Locate every line below that contains the string "pesto", treating uppercase and lowercase as different, and copy each of those lines.

Begin Given records

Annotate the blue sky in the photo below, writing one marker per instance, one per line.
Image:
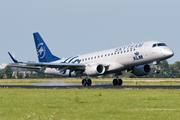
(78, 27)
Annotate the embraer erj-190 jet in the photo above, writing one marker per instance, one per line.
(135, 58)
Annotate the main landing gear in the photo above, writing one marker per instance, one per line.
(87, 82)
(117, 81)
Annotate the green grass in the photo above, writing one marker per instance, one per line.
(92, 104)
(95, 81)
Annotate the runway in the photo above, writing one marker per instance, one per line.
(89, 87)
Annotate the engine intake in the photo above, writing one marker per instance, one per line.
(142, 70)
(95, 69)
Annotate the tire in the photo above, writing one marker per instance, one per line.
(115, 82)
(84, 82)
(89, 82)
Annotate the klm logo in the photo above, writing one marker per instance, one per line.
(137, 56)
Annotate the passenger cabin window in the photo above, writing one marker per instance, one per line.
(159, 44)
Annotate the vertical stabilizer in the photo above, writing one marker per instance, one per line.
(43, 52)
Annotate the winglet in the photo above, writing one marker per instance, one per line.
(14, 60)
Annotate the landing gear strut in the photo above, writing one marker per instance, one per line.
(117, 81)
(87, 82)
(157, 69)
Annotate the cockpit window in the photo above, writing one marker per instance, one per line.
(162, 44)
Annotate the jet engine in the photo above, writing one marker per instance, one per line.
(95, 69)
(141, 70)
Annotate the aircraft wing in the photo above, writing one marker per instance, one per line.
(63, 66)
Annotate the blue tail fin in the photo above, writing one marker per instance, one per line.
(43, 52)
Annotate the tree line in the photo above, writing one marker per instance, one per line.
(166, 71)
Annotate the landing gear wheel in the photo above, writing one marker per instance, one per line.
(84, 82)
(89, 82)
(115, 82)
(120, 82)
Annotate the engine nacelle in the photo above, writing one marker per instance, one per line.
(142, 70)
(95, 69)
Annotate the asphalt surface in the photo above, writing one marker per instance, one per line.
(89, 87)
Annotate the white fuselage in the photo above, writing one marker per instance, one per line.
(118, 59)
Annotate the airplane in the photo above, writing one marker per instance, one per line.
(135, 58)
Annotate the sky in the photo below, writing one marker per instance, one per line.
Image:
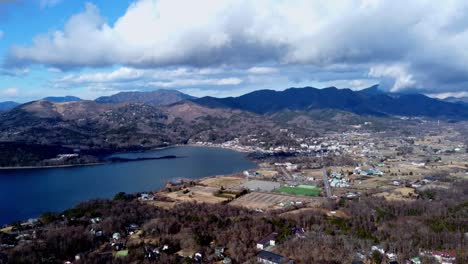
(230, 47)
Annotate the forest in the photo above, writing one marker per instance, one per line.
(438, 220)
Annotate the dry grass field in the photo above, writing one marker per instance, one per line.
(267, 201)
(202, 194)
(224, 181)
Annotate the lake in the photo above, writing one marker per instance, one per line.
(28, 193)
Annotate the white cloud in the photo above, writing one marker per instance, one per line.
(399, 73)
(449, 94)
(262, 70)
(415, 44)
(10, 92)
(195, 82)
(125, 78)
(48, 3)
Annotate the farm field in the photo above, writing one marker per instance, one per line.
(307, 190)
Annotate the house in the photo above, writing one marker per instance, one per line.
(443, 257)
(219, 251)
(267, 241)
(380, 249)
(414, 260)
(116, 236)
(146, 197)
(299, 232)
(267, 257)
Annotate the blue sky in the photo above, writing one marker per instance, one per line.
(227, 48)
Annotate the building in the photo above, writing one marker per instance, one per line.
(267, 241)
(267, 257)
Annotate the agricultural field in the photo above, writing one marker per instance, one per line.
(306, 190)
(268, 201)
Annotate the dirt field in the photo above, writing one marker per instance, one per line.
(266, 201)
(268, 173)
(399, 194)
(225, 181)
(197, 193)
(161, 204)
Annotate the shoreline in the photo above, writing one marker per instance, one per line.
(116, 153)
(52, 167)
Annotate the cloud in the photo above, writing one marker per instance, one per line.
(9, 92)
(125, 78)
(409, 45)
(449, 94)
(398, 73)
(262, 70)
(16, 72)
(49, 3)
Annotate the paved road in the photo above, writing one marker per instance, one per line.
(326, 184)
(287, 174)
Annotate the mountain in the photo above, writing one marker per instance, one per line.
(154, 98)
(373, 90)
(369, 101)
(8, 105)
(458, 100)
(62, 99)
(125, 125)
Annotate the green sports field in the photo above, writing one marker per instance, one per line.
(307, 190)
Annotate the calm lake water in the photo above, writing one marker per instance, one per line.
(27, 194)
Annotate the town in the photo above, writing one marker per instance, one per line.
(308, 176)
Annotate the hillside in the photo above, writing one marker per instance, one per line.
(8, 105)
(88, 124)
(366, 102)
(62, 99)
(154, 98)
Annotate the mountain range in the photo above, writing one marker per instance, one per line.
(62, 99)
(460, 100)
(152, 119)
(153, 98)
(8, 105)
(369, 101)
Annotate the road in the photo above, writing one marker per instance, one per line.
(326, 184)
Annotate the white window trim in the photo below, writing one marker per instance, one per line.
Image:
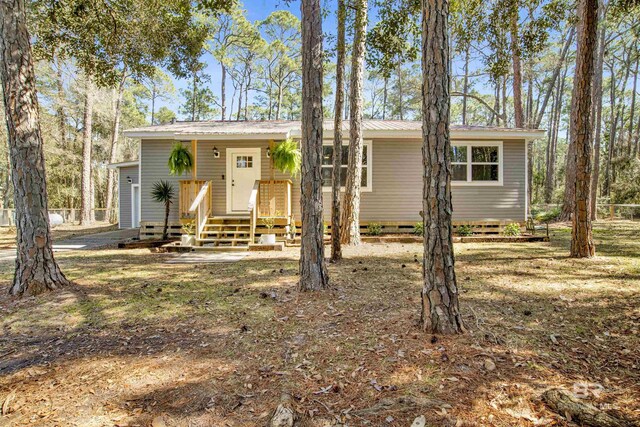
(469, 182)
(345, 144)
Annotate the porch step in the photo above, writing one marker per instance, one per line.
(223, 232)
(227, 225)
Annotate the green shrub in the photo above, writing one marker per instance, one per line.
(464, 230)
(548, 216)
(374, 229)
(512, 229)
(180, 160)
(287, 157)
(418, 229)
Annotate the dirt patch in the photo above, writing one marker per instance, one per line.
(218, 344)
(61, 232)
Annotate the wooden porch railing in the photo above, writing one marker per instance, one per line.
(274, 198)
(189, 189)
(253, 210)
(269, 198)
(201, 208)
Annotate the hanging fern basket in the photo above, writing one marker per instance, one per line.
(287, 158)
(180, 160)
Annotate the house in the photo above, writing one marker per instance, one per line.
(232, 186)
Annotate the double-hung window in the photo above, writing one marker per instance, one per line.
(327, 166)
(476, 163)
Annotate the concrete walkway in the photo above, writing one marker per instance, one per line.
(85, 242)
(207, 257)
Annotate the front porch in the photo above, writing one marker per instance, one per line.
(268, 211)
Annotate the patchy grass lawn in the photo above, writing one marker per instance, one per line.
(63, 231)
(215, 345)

End Given records
Begin Given records

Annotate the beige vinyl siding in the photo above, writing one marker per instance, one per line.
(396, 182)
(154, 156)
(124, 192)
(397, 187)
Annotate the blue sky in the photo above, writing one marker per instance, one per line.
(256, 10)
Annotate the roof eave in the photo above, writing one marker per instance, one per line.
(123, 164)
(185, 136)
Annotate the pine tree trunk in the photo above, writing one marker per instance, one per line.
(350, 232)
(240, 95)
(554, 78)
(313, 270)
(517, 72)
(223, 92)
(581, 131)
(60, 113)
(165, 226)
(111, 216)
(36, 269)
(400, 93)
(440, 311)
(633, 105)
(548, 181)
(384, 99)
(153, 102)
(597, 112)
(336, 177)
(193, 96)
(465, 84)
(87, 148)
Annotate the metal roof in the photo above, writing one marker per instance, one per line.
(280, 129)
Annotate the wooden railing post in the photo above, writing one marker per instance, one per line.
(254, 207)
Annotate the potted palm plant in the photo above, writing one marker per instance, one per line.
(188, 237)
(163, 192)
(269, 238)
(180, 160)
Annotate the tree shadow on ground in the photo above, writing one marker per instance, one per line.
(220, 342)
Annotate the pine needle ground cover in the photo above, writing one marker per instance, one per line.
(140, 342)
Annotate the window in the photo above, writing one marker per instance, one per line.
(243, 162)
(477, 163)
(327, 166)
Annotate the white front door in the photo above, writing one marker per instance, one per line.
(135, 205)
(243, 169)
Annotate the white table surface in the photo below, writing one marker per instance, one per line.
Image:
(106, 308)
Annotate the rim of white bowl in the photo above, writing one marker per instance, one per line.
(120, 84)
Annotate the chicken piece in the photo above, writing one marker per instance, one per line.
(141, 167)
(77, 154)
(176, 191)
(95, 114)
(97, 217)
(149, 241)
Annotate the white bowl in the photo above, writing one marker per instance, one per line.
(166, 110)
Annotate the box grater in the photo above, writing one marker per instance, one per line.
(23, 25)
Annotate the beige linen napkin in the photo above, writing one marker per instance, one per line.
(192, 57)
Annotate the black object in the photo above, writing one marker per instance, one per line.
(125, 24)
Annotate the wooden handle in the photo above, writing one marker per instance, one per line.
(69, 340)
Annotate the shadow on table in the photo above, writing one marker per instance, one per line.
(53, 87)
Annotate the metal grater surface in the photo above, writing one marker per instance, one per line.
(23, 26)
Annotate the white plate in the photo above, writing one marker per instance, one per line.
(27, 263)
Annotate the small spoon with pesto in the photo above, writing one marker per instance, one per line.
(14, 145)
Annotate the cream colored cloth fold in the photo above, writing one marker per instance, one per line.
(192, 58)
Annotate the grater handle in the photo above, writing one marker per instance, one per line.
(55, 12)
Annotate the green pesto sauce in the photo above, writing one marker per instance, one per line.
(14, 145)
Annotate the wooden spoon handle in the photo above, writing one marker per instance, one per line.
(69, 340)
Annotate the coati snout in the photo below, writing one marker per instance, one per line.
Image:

End Given records

== Result below ==
Annotate the small spoon with pesto in the photo above, writing one marker per instance, one per line.
Annotate the green pesto sauce in the photo above, writing one marker per instance, one per line.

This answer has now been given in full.